→ **WHAT TO WORK ON**
1. What five-day price target does the spam email quoted in the blog excerpt below give for HWYI?
2. Pick up the blog excerpt below where its final sentence ends and keep writing in the same voice.

But he didn't. Still no Beatles in the Store.

It isn't often that sort of thing happens, is it? I mean, he's deeply embroiled in the necessary negotiations; and he knows that the audience is fully expecting and hoping for the Beatles announcement any day now. So this almost amounts to a bait-and-switch...

Thursday, January 11, 2007
23:07 - Web 3.0

(top)
What, so now I have to rely on spam to deliver me the hot new headlines?!

From: crucifixionsquavering@account.ru
Subject: Exec: Peter Jackson will never work for me again
Date: January 11, 2007 8:36:30 PM PST
To: (me)

WATCH HWYI LIKE A HAWK THURSDAY! THE ALERT IS ON!


Sym bol: HWYI
On: PinkSheets
5-Days Target: $2.80
Long Term Target: $8.00

Rumor's circulating and keeping the focus on the company's news.
We pick our companies based on there growth potential.
How many times have you seen issues explode
but you couldn't get your hands on them?
We Love this company and at anytime they can put out major news
and the price can triple.
New news expected this comming week.


ADD HWYI TO YOUR WATCHLIST NOW! WATCH IT TRADE ON FIRDAY 12 JAN!

Geez, forget about those last-century news delivery mechanisms.


22:50 - Uhhh

(top)
Uhhhh.

Uhhhhhhh.


19:07 - Holy duck boot! It's a cat
http://lostgarden.com/2006/12/wii-help-cat-lesson-in-interaction.html

(top)
Via Cabel Sasser, a great analysis of that most puzzling and fascinating user-interface element of the modern age: The Help Cat, by Nintendo.

I can't help but sit and nod at the conclusions it draws. No matter how difficult such concepts would be to fit into traditional software that isn't intended to be "playful", the theories behind it seem to be sound—as we should be able to see intuitively by the fact that it makes people want to get the hints it presents, rather than brushing them away with a bark of annoyance like the "Show Tips at Startup!?!!" dialog in Windows or Office.

→ **RECORDED DATA**
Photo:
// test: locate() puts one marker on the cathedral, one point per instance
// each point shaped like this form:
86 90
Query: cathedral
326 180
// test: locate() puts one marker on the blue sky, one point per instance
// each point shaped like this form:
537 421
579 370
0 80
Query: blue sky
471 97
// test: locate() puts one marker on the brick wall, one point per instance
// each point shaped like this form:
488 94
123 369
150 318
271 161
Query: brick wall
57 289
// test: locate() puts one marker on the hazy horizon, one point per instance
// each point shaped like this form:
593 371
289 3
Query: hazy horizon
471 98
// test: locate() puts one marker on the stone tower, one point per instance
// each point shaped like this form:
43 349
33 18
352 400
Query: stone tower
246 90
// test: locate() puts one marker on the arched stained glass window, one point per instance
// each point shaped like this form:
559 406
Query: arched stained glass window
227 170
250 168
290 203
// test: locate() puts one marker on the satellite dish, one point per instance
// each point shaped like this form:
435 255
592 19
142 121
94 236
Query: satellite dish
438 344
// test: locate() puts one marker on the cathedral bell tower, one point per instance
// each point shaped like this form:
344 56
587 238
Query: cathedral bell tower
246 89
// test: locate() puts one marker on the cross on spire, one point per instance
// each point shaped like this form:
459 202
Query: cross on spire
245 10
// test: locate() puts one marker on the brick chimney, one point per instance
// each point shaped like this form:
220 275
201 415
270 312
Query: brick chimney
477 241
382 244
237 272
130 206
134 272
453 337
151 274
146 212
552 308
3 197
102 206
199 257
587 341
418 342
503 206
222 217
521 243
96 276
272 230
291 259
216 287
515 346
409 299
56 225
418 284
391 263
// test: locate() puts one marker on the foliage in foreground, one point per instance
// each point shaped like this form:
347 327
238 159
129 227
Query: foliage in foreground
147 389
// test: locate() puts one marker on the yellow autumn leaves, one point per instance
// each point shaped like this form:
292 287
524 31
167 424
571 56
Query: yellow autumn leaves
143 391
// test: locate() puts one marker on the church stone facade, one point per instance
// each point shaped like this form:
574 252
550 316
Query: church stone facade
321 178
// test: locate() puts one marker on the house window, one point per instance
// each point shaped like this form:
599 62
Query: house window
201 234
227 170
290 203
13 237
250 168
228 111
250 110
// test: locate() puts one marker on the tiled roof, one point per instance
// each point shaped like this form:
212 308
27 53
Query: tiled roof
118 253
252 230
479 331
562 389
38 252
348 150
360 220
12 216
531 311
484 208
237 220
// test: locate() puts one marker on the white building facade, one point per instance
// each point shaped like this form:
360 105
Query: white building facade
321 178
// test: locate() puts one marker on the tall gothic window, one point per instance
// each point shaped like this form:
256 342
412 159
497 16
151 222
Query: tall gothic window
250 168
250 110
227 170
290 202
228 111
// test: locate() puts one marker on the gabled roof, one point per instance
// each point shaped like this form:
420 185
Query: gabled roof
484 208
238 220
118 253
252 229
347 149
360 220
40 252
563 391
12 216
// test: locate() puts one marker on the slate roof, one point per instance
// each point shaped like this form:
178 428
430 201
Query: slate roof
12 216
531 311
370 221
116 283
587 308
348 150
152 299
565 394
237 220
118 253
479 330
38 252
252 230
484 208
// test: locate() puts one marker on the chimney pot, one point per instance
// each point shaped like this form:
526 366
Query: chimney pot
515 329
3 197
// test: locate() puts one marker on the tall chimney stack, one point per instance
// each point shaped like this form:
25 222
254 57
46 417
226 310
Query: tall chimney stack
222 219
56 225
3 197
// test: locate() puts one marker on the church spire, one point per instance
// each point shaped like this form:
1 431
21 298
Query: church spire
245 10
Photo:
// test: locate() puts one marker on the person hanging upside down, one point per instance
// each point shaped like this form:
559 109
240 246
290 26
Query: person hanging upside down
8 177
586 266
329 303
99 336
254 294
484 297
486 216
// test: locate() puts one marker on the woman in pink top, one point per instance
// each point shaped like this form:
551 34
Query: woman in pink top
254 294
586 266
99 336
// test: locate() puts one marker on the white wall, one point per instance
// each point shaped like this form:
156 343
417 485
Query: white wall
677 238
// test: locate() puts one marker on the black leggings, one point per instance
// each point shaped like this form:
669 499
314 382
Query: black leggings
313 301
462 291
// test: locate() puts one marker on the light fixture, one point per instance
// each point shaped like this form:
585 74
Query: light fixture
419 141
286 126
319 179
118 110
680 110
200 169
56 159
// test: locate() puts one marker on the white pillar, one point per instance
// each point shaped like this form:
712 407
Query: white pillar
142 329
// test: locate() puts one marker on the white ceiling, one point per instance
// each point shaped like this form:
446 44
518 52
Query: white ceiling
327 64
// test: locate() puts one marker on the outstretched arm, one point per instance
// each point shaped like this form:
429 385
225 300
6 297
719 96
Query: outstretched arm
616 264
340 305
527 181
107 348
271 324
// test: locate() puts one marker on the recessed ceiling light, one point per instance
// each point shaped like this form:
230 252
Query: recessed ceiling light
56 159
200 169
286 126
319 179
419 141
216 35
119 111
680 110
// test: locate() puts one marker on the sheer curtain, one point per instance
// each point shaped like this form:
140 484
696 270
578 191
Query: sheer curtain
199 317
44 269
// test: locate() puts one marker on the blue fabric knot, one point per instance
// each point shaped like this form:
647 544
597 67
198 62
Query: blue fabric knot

→ **SOLVED PROBLEMS**
1. $2.80

2.
As Cabel says, it's great stuff in particular for interface nerds. But it's also a little disheartening, in that it implies that the engineers at Nintendo not only have stumbled upon an insight the rest of us haven't—they probably understand this stuff better than anybody outside (or even inside) Apple, to the point where while we struggle with the concepts in blog posts, they're already engineering whole products around them. It makes me feel like a freshman grinding his way through a nuclear physics text, barely grasping the dumbed-down versions of the theories in it, while outside the window a fission plant chugs away, supplying power through a process that to me might as well be magic.

Or, perhaps more aptly, getting a boot to the head from a Shaolin master.


13:41 - What a difference six years makes

(top)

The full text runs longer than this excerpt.